Selected text:
--- START ---

To put some flesh on the proverbial bones, consider the movements of my fingers right now on the keys of my keyboard as I work on this essay. If these movements occur because of a choice of mine to type, then these physical movements are ultimately and irreducibly explained teleologically in terms of the purpose for making my choice to write this essay, which, we can suppose, is that I make clear that there are no good scientific objections to the view that human beings are soul-body compounds and that those souls have free will (make choices for reasons). Hence, if the movements of my fingers are ultimately occurring because I made a choice to write this essay for a purpose, then a mental event involving me (a soul) must be causing those movements to occur as I write this essay for the purpose that I make clear that there are no good objections to the view that human beings have souls that make choices. In other words, if our commonsense view of a human being is correct, I, as a soul, cause events to occur in the physical world by making a choice to write this essay for a purpose.

From the example of my typing, it should be clear that the claim that there is causal interaction between a soul and its physical body is not a ‘God-of-the-gaps’ type of argument. In discussions about God’s existence, critics often argue that theists postulate God’s existence in light of an inability of science to provide a complete explanation for a physical datum (or data). This lack of a complete explanation is a gap in the scientific story. By analogy, a critic might argue that I am postulating my soul’s existence in light of an inability of science to provide a complete explanation for the movements of my fingers when I type this essay. But this argument would be mistaken. My claim is not that there are certain physical events (the movements of my fingers) for which a failure to find a complete physical causal story warrants appeal to the causal activity of a soul as their ultimate explanation. Rather, my claim is that our commonsense understanding of our purposeful activity entails that some physical events must occur whose ultimate causal explanation is not other physical events but non-physical mental events whose occurrences are explained teleologically by purposes.

II.

What is wrong with this commonsense understanding of a human being? According to many philosophers, a serious problem for the view that souls make choices that causally produce events in physical bodies arises out of the practice of science.1 Richard Taylor puts forth a lengthy argument, the gist of which is as follows:

Consider some clear and simple case of what would . . . constitute the action of the mind upon the body. Suppose, for example, that I am dwelling in my thought upon high and precarious places, all the while knowing that I am really safely ensconced in my armchair. I imagine, perhaps, that I am picking my way along a precipice and visualize the destruction that awaits me far below in case I make the smallest slip. Soon, simply as the result of these thoughts and images, . . . perspiration appears on the palms of my hands. Now here is surely a case, if there is any, of something purely mental . . . and outside the realm of physical nature bringing about observable physical changes. . . . Here, . . . one wants to say, the mind acts upon the body, producing perspiration.

--- END ---

Data for review:
--- START ---

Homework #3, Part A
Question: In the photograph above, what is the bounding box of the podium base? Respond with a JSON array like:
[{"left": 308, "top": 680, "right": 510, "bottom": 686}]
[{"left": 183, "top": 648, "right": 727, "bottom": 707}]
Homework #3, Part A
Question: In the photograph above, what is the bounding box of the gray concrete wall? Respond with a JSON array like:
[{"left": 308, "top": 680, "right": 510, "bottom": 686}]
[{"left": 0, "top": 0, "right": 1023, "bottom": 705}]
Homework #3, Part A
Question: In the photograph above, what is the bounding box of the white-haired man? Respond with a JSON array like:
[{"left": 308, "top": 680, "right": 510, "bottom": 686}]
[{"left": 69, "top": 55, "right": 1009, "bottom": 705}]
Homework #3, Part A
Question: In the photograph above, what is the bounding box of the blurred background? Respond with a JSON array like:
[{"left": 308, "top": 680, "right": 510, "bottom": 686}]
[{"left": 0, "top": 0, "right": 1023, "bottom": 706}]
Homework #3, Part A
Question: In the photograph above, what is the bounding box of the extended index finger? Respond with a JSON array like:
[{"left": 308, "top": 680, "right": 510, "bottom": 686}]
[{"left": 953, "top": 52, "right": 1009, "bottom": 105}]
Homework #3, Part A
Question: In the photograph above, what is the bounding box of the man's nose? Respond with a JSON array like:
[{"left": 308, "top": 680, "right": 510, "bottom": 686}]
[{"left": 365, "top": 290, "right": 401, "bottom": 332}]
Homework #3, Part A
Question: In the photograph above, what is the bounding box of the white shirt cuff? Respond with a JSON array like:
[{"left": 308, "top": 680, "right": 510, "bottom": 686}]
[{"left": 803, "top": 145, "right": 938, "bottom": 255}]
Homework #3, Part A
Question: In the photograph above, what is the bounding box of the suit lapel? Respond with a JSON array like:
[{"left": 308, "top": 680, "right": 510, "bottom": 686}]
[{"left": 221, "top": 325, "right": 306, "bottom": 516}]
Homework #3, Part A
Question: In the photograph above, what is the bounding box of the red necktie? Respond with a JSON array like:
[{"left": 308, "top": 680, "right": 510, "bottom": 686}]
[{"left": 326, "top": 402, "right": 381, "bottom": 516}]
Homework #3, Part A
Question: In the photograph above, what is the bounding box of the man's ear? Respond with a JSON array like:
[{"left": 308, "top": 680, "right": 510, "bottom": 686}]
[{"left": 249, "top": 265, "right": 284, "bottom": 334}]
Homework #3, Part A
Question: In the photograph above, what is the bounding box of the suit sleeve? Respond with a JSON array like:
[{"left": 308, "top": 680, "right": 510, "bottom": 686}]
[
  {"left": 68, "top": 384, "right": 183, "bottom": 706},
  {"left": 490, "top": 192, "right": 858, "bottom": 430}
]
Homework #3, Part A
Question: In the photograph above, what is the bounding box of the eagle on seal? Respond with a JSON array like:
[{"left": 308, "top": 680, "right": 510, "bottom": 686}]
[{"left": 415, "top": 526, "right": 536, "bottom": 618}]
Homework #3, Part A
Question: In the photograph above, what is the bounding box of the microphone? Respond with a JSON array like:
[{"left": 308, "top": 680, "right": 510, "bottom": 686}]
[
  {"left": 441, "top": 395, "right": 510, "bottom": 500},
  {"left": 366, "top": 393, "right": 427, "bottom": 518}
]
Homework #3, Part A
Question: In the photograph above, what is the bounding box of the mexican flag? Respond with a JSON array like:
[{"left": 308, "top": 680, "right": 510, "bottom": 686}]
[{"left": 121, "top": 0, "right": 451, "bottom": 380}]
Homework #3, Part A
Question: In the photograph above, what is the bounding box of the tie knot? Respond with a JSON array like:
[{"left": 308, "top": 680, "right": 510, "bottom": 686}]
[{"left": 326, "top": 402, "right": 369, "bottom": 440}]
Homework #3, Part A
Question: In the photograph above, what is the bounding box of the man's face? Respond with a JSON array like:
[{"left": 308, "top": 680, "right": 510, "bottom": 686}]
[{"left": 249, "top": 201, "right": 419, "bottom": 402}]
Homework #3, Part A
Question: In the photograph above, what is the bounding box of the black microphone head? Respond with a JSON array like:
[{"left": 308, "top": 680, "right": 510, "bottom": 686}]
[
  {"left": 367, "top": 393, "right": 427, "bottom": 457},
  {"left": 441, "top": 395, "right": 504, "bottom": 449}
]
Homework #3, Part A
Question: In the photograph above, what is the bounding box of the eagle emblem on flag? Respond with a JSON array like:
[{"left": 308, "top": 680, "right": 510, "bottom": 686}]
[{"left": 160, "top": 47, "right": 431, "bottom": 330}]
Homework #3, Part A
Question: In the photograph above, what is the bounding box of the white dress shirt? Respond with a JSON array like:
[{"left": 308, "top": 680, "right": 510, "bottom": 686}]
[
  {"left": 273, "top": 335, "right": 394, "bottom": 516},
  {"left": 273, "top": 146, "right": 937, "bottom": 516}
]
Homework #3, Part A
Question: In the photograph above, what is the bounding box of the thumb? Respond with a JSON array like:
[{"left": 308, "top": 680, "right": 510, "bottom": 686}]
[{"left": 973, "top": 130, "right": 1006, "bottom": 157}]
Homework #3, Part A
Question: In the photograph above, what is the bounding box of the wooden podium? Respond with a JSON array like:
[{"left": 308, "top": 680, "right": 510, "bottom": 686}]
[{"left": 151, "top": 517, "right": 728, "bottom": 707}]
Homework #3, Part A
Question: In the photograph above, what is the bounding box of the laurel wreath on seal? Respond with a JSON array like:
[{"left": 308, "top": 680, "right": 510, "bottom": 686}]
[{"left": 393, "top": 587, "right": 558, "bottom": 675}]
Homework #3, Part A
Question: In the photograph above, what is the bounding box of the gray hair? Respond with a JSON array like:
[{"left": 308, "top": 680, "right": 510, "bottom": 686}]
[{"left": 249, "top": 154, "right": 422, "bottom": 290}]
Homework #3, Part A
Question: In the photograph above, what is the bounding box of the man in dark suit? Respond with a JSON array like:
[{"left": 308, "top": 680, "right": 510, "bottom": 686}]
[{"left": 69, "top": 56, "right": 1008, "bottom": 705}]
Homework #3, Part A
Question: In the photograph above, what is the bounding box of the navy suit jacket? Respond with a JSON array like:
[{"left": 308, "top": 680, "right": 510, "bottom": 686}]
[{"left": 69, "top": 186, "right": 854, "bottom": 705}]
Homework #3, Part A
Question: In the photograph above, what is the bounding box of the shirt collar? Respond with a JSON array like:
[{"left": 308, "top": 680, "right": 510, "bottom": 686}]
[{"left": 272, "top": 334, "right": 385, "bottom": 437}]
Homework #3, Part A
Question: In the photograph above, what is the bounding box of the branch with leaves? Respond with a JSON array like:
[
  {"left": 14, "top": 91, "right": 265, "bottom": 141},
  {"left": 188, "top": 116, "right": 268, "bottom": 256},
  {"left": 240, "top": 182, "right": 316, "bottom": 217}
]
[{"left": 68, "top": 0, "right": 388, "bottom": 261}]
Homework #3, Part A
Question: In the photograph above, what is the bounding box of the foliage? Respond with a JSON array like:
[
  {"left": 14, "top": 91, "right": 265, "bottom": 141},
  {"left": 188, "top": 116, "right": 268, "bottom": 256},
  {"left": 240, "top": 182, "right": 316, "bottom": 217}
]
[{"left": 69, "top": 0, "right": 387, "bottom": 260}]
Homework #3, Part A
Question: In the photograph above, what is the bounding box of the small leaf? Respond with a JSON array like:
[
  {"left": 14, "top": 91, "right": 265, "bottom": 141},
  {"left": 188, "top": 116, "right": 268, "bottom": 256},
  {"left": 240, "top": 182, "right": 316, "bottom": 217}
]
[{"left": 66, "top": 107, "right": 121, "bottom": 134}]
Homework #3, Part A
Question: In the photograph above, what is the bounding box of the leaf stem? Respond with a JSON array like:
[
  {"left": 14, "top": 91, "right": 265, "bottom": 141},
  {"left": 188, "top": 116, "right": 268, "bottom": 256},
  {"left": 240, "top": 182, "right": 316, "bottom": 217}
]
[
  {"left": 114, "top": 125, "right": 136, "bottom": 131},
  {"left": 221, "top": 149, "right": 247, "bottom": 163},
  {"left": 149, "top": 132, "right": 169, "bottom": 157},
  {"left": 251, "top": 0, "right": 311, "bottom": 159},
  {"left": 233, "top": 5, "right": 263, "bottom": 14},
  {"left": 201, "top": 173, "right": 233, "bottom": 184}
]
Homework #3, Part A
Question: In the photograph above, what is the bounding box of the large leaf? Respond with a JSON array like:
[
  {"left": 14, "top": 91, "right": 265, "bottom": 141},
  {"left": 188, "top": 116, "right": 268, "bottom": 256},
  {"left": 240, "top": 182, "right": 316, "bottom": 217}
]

--- END ---

What you will do:
[a] In the passage on souls and free will, what appears on the palms of the hands in Richard Taylor's example?
[b] Duplicate the passage on souls and free will word for word, starting with "Consider some clear" and going on through "body, producing perspiration.".

Responses to the exercise:
[a] Perspiration appears on the palms of the hands.

[b]
Consider some clear and simple case of what would . . . constitute the action of the mind upon the body. Suppose, for example, that I am dwelling in my thought upon high and precarious places, all the while knowing that I am really safely ensconced in my armchair. I imagine, perhaps, that I am picking my way along a precipice and visualize the destruction that awaits me far below in case I make the smallest slip. Soon, simply as the result of these thoughts and images, . . . perspiration appears on the palms of my hands. Now here is surely a case, if there is any, of something purely mental . . . and outside the realm of physical nature bringing about observable physical changes. . . . Here, . . . one wants to say, the mind acts upon the body, producing perspiration.